== EXERCISE ==
Take everything from the line containing "# point at: the green lawn" down to the line containing "# point at: the tree trunk" and rename "lawn" to "grass". Write out those lines again with nothing else changed.

Object pointing dataset rows
────────────────────

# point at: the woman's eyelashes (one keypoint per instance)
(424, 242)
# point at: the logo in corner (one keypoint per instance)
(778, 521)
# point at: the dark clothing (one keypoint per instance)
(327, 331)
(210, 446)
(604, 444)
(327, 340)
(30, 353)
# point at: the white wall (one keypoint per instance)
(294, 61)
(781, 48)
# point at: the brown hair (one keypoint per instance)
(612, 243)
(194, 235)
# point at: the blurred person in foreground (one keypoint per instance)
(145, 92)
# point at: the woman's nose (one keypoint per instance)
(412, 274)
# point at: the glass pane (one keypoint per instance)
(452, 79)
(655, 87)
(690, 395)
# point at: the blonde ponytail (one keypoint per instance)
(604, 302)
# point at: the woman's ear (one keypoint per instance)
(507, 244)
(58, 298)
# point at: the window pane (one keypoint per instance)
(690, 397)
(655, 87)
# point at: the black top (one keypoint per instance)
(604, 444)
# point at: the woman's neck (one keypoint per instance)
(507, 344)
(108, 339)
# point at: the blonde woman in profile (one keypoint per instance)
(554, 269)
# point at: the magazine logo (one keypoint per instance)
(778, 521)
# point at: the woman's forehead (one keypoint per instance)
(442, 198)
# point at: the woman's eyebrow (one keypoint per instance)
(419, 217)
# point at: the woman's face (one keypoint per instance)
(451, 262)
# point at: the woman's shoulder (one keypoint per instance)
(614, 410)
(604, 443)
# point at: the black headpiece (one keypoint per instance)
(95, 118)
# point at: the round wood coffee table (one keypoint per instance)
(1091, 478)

────────────────────

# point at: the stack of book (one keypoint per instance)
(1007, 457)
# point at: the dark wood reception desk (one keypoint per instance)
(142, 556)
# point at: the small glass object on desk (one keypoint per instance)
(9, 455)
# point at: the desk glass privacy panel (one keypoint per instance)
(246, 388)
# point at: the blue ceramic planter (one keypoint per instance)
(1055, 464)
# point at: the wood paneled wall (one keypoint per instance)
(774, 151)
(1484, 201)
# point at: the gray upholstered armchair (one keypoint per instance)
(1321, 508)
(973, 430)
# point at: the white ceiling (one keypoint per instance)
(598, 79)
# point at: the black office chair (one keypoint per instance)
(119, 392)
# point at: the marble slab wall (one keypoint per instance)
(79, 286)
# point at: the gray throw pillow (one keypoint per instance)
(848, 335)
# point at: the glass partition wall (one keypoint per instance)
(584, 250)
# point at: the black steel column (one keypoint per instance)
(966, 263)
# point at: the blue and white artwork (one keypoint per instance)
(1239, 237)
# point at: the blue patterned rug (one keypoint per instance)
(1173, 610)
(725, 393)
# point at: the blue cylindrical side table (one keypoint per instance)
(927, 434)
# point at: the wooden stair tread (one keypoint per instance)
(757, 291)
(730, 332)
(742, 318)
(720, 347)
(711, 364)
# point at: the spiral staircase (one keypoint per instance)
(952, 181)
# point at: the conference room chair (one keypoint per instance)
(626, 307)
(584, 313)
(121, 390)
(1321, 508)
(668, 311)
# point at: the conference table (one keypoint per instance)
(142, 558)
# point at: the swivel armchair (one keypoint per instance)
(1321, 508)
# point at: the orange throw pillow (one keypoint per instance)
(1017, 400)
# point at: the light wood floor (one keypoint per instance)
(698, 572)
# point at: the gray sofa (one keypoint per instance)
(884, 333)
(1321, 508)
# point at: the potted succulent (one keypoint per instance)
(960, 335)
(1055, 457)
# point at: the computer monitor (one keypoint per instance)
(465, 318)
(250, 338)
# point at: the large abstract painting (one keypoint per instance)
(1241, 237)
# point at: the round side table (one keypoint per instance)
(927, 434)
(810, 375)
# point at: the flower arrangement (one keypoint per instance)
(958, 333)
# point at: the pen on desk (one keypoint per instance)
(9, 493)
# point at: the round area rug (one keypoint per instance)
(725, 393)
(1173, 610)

────────────────────

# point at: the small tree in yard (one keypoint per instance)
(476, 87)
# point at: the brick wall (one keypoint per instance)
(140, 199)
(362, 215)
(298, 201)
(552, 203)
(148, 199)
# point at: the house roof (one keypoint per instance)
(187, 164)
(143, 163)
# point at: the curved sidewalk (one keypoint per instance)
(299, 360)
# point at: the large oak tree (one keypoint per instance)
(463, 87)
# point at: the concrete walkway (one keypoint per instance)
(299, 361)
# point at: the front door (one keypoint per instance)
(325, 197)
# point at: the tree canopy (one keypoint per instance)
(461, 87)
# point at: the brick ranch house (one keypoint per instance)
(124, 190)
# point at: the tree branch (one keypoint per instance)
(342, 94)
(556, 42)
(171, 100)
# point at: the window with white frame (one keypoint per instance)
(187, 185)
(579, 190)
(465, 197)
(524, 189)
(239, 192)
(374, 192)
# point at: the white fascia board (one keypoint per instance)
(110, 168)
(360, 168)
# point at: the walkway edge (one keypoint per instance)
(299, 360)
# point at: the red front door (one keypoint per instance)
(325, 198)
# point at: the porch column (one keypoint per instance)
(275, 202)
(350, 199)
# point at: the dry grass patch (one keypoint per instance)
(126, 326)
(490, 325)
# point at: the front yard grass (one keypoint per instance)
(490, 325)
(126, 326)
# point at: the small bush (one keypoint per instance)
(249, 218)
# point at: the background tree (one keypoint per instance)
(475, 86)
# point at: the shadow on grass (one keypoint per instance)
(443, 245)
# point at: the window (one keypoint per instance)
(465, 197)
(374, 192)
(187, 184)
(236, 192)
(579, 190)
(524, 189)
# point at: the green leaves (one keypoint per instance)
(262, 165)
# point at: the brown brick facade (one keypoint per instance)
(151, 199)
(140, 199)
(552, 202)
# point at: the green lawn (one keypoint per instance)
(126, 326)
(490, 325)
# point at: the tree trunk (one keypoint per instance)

────────────────────

== EXERCISE ANSWER ==
# point at: the green grass (one keypoint per instance)
(126, 326)
(490, 325)
# point at: the tree trunk (one keypoint per instance)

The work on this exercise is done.